>>

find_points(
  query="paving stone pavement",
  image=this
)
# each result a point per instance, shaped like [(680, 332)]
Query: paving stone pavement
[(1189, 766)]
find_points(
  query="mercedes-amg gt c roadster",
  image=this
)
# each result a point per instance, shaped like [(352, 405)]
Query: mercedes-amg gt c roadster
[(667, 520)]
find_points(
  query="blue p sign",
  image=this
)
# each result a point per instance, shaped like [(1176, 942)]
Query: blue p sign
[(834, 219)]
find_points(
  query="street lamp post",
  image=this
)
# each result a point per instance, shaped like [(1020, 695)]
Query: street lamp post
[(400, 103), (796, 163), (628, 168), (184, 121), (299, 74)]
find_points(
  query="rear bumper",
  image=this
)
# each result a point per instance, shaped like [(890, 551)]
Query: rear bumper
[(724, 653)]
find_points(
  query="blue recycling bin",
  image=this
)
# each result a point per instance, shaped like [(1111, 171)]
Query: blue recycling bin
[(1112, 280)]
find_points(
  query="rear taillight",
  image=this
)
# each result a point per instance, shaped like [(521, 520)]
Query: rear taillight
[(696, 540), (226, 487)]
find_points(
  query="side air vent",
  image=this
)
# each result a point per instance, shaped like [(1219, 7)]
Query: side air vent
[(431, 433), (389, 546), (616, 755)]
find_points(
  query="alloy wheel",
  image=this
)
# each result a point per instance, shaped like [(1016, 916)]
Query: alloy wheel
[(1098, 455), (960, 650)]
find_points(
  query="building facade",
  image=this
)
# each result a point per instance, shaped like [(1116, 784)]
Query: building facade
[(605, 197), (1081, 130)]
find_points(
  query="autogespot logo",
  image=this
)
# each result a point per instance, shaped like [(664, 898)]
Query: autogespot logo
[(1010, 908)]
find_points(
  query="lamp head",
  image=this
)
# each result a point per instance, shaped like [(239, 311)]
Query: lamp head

<<

### Written problem
Can you repeat the material above line for line, changing nothing?

### Result
find_points(
  query="paving stone pavement",
  image=this
)
# each result a point per instance, shaped like [(680, 332)]
Query: paving stone pavement
[(1189, 766)]
find_points(
  query="mercedes-amg gt c roadster",
  image=this
)
# each result a point per instance, shaped like [(352, 405)]
Query: mercedes-amg gt c roadster
[(667, 520)]
find_points(
  query="blue p sign",
  image=this
)
# each result a point per instance, shaped like [(1176, 942)]
Query: blue p sign
[(834, 219)]
find_points(
  query="street lamp post",
  image=this
)
# each result a point per instance, shaped like [(1020, 695)]
Query: street lamp post
[(400, 103), (796, 163), (628, 168), (184, 121), (299, 74)]
find_points(
  query="rear bumper",
  image=this
)
# each result a point per instance, shaped like [(890, 551)]
Query: rear bumper
[(724, 653)]
find_points(
  query="blue recycling bin",
  image=this
)
# each result a point per instance, shaped like [(1111, 171)]
Query: blue recycling bin
[(1112, 280)]
find_points(
  query="rear taillight",
  image=this
)
# each result a point per instance, shaped like [(521, 520)]
Query: rear taillight
[(696, 540), (226, 487)]
find_points(
  query="side air vent",
  image=this
)
# each result a point per instance, shaped like [(1219, 7)]
Query: side air vent
[(431, 433), (389, 546), (616, 755)]
find_points(
  query="alloy wheel",
  image=this
)
# each result a point per instance, shaped like [(1016, 916)]
Query: alloy wheel
[(1098, 455), (960, 650)]
find_points(
  query="building facade",
  image=this
)
# each result a point per instance, shaped like [(1116, 784)]
Query: building facade
[(605, 197), (1081, 130)]
find_points(
  query="autogespot logo",
  image=this
)
# each result a point per instance, shaped like [(664, 898)]
Query: autogespot logo
[(1010, 908)]
find_points(
  query="lamp head",
  image=this
)
# each result a point per instance, shaped like [(239, 311)]
Query: lamp head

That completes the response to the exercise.